▸ EXCERPTED TEXT
________________

Artificial intelligence can be invaluable in some situations, according to Harvard Law School Professor Cass Sunstein ’78. Just don’t ask it to predict a revolution, pick a hit song, or determine whether two people will fall in love.
Sunstein, the Robert Walmsley University Professor at Harvard, examines the potential and limits of AI in his new book, “Imperfect Oracle: What AI Can and Cannot Do,” published by the American Philosophical Society Press.
Sunstein spoke at a book talk at Harvard Law on Nov. 12, presenting his new work as a slice in the larger topic of AI and the law.
“Everyone in this room is biased and noisy,” he told the audience at the outset. Such biases, he added, are about cognition rather than racism or sexism; and the “noise” comes from the outside factors that affect our thinking. “Our judgments at 10 a.m. on Wednesday may not be the same as our judgments at 7 p.m. on Friday.”
This, he said, is the “fun” thing about AI. Its predictive powers are noise-free, and algorithms “can identify biases that people don’t even know they have.”
Yet Sunstein noted that AI’s predictive abilities are limited. If you flip a coin, for instance, the algorithm can’t predict the result any better than people could. More importantly, he argued, AI can’t foresee the effects of social interactions, which can lead virtually anywhere.
“Think what got you to this room, which involves what got you to the city in which you find yourself, which involves what things happened at certain stages of your life that got you here,” he said. “Social interactions are very possibly part of the answer, and those are very hard to anticipate.”

________________

[Saved entries]
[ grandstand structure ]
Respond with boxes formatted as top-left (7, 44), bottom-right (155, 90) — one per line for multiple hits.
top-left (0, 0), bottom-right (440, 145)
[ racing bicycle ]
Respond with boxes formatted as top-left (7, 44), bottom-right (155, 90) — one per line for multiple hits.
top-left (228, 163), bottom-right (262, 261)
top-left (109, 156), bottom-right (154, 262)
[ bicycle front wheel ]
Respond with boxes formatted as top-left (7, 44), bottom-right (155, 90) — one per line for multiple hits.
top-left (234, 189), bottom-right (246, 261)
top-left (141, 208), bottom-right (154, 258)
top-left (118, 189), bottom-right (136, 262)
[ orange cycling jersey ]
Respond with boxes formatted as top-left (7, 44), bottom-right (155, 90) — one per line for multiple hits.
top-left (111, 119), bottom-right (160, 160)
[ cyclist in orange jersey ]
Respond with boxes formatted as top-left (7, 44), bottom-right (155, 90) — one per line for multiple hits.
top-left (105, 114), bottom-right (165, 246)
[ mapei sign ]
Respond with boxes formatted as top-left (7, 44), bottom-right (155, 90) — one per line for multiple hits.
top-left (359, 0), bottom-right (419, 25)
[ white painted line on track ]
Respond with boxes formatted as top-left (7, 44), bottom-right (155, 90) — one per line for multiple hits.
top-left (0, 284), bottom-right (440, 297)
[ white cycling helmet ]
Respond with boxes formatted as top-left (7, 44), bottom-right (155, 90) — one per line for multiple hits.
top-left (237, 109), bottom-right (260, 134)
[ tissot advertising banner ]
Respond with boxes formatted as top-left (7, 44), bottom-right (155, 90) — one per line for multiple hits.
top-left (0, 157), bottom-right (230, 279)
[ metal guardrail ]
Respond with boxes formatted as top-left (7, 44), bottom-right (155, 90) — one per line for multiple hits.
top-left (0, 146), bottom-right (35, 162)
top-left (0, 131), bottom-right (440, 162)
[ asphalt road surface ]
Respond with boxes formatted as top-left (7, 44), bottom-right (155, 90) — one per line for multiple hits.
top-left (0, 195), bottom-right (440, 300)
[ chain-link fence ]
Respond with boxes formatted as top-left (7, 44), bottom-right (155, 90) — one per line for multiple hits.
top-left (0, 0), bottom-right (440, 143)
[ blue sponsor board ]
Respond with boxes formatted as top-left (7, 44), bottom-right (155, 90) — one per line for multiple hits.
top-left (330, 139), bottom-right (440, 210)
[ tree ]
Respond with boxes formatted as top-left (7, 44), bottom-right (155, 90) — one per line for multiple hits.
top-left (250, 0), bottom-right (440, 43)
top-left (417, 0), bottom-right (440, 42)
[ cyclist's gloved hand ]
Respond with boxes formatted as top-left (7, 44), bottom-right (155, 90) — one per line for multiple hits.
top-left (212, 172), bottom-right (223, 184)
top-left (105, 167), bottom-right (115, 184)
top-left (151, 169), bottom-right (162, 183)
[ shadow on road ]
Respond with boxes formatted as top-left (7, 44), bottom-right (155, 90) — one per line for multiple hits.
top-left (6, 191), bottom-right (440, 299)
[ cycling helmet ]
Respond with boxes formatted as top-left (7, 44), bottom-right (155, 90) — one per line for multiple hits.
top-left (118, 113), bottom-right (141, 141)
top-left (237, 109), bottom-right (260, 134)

________________

▸ ACTION ITEM A
According to the article about Sunstein's book, which press published "Imperfect Oracle: What AI Can and Cannot Do"?
▸ ACTION ITEM B
Duplicate the passage of the article about Sunstein's book starting at "Sunstein, the Robert" and ending at "and the law.".
▸ ACTION ITEM C
Write the next part of the article about Sunstein's book, picking up after its final sentence.

▸ EXERCISE RESPONSE A
The American Philosophical Society Press

▸ EXERCISE RESPONSE B
Sunstein, the Robert Walmsley University Professor at Harvard, examines the potential and limits of AI in his new book, “Imperfect Oracle: What AI Can and Cannot Do,” published by the American Philosophical Society Press.
Sunstein spoke at a book talk at Harvard Law on Nov. 12, presenting his new work as a slice in the larger topic of AI and the law.

▸ EXERCISE RESPONSE C
“Everyone in this room is biased and noisy … Our judgments at 10 a.m. on Wednesday may not be the same as our judgments at 7 p.m. on Friday.”
AI is most useful, Sunstein argued, in cases where good data is available and human biases would get in the way. As an example, he pointed to the decisions judges regularly make to set bail and determine if a person is a flight risk or a potential repeat offender.
“It turns out that algorithms are so much better, [such] that if you use algorithms rather than people, you could reduce crime rates rather significantly and keep the same number of people in jail. [The] jail population stays the same, and crime goes way down.”
A human judge, on the other hand, might be overly swayed by the defendant’s appearance in a mugshot or may put too much weight on the current charge — figuring, for example, that someone who’s only been arrested for shoplifting is safe to release, while the algorithm might find larger offenses in that person’s history, Sunstein suggested. He cited a study by Harvard Law Professor Crystal Yang ’13, which found that only 10 percent of judges outperformed the algorithm.
There are “spectacularly similar disparities” when it comes to medicine, he said. “Here, as in the judges’ case, the algorithms outperform the doctors. So, if you relied on the algorithms rather than doctors, you could save a lot of money and have the same outcome.”
Yet there are crucial cases where human experience is too rich for AI to predict, Sunstein argued. He invited the couples in the audience to consider the randomness of their getting together. “This is social science researchers getting a little poetic,” he said. “[They found that] romantic attraction may be less like a chemical reaction with predictable elements than like an earthquake, such that the dynamic and chaos-like processes that cause its occurrence require a lot more scientific inquiries before prediction is realistic.”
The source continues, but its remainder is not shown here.